§ Stated goal: How many lines in the rows below contain the word "silhouetted"? Reply with only the number.

* Start Stored records *

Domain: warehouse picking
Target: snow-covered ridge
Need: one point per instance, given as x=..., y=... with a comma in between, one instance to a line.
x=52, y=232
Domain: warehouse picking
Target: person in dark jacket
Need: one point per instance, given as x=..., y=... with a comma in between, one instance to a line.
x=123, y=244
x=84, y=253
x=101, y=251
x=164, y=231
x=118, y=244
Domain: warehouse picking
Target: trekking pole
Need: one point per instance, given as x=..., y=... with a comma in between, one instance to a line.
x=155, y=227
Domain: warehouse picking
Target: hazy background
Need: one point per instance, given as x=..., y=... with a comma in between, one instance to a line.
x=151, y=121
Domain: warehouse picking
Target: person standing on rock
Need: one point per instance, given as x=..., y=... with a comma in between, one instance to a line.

* End Stored records *
* Start Stored records *

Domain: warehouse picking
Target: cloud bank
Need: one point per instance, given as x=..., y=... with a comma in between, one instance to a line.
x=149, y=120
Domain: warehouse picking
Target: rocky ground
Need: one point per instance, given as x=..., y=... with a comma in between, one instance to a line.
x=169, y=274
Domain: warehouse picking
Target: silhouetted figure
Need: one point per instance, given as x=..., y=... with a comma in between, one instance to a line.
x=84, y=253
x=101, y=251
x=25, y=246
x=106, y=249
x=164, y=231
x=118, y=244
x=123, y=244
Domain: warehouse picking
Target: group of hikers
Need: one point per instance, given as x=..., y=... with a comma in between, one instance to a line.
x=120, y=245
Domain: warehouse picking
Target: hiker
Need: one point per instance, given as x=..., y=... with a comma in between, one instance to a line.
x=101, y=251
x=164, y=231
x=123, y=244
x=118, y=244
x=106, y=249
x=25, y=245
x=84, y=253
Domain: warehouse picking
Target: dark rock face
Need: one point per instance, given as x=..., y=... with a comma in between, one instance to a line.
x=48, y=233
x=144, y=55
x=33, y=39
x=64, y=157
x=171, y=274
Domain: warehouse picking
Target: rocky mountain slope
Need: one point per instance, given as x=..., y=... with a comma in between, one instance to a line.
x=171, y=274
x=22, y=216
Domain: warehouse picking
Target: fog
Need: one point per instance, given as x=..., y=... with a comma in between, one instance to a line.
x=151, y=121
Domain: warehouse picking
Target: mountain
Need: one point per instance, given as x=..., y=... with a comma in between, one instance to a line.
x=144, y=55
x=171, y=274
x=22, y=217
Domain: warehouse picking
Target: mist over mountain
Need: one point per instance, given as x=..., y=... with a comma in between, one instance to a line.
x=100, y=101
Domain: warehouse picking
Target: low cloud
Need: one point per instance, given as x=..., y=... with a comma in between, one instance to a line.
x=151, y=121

* End Stored records *
* Start Stored records *

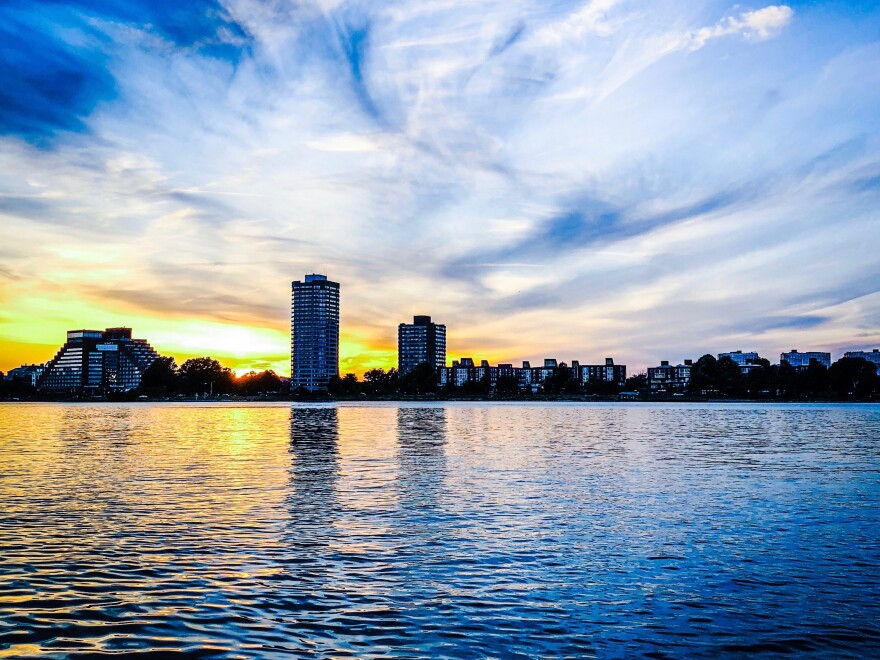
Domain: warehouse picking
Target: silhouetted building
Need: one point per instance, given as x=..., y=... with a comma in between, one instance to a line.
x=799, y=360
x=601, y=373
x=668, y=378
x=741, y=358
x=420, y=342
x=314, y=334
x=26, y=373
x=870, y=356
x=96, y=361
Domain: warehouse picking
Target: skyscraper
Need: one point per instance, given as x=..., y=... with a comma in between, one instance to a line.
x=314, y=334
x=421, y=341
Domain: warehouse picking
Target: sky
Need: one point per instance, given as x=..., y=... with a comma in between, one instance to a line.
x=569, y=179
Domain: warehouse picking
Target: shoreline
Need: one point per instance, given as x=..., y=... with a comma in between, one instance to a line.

* End Stored records *

§ Answer in full: 2